START Extract to read

# Cavs trade for Mo Williams



## Zuca (Dec 4, 2003)

http://www.realgm.com/src_wiretap_archives/53952/20080811/cavaliers_interested_in_mo_williams/

Well, it wont be hard to trade for him, since he doesn't seem to be in Skiles plans for Milwaukee. Any ideas? Thoughts?

Oklahoma City is rumored to be involved in this trade rumor...

Here is an idea (just for thought):

Varejao and Snow (expiring contract that they will release after the trade) to OKC;
Villanueva and Mo Williams to Cleveland;
Wilcox and Watson to Milwaukee;


----------



## hendrix2430 (Mar 21, 2005)

*Re: Cavs interested in Mo Williams?*

Mo Williams? Ugh...No D.

MB likes bigger guards, who can body up on defense and who are "pass first".

MO Will is the opposite of that. He plays no defense whatsoever, and is 6-1 (more like 6-0...)

I just don't really like him playing in this system. Delonte is a better fit by far IMO. If Mo Will was the PG for this team, he would average the same numbers as Delonte, minus the defense.


----------



## futuristxen (Jun 26, 2003)

*Re: Cavs interested in Mo Williams?*

I love Mo Williams. He lights us up every year. He's a class point guard. I like him a lot. And Charlie V would be a good fit for this team as well.


----------



## Ruff Draft (Nov 21, 2004)

*Re: Cavs interested in Mo Williams?*

Adding Mo and Charlie would give the King two young gunners. Something he desperately needs!


----------



## TheBowski (Jun 12, 2002)

*Re: Cavs interested in Mo Williams?*

As I've seen it, the proposed deal is as follows:

Cleveland gets:
Mo Williams

Milwaukee gets:
Luke Ridnour

OKC gets:
Joe Smith

Espn.com says that the Cavs are balking at taking on Williams' contract, while the other two teams are ready to do the trade. I don't know how I feel about this one. I hate taking on the contract, but I love getting that scoring at point guard. Having a legitimate scoring option that we can have on the floor when Lebron is getting a rest (who can create his own offense) would be a major plus for this team, but I remember reading stuff a year or two ago that gave the impression that Mo has a bit of an attitude. I hope if this trade goes down, more players become involved, such as Wilcox or Villanueva coming to the Cavs and us giving up Andy/DJ/Pavs.


----------



## Zuca (Dec 4, 2003)

*Re: Cavs interested in Mo Williams?*

Good to see my idea make so much sense. I had Watson included in this idea, but seems that OKC rather move Ridnour instead of Watson, it doesn't change much the deal:

Wilcox and Ridnour to Milwaukee;
Villanueva and Mo to Cleveland;
Varejao and Snow to OKC;

Varejao makes much sense to OKC, since he can earn more PT there (playing at both C and PF positions).


----------



## Pioneer10 (Sep 30, 2004)

> An NBA executive said the Cavaliers, in a trade expected to be completed later today, finally have acquired a top-level point guard in executing a six-player, three-team deal.
> The Milwaukee Bucks traded point guard Mo Williams to the Cavs in exchange for the expiring contracts of guard Damon Jones and forward Joe Smith. As part of the deal, the Bucks will receive Jones and Oklahoma City point guard Luke Ridnour. Oklahoma City acquires Smith and Bucks forward Desmond Mason.

END Extract to read
START Data section

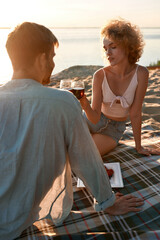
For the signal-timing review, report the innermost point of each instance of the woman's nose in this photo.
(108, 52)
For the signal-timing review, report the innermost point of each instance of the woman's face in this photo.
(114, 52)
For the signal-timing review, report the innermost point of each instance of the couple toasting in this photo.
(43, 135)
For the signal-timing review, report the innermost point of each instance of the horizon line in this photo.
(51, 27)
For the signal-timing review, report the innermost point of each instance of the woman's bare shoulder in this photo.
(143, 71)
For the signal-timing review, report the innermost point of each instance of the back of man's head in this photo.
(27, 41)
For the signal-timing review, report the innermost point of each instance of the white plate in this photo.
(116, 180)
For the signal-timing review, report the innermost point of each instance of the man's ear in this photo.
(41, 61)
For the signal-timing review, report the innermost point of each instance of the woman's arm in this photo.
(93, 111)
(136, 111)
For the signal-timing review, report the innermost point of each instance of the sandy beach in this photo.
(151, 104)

END Data section
START Data section

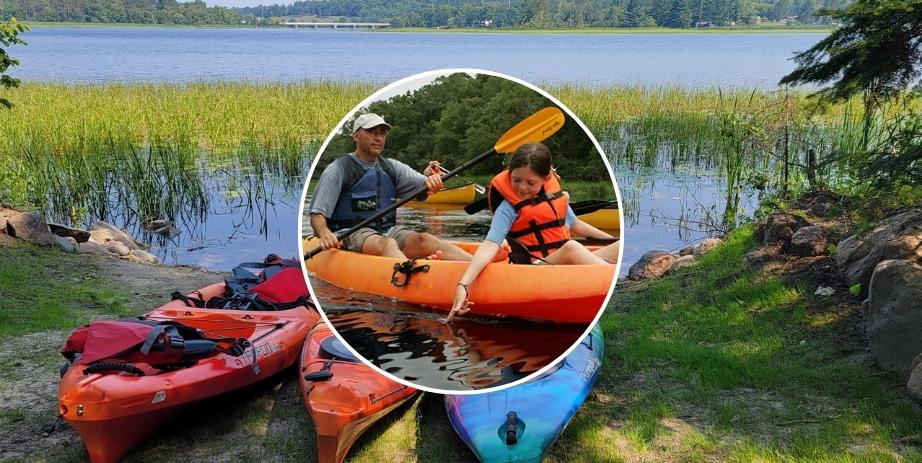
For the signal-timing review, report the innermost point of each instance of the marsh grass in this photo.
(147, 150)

END Data section
START Data section

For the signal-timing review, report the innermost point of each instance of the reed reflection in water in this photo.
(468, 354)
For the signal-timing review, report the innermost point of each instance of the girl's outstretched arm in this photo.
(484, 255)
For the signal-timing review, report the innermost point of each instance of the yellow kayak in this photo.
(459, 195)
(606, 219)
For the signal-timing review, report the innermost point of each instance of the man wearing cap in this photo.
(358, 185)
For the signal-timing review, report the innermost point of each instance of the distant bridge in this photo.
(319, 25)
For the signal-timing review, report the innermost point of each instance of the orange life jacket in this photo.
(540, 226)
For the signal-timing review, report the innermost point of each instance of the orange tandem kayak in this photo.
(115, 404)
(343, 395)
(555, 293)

END Data section

== Tasks for this exercise ==
1. Extract everything from "Wilcox and Ridnour" down to "six-player, three-team deal." in the Mo Williams trade thread.
2. Name each distinct username that posts in the Mo Williams trade thread.
3. In the news report quoted at the end of the Mo Williams trade thread, which players does Oklahoma City acquire?

== Answers to the problems ==
1.
Wilcox and Ridnour to Milwaukee;
Villanueva and Mo to Cleveland;
Varejao and Snow to OKC;

Varejao makes much sense to OKC, since he can earn more PT there (playing at both C and PF positions).


----------



## Pioneer10 (Sep 30, 2004)

> An NBA executive said the Cavaliers, in a trade expected to be completed later today, finally have acquired a top-level point guard in executing a six-player, three-team deal.

2.
Zuca
hendrix2430
futuristxen
Ruff Draft
TheBowski
Pioneer10

3. Oklahoma City acquires Joe Smith and Bucks forward Desmond Mason.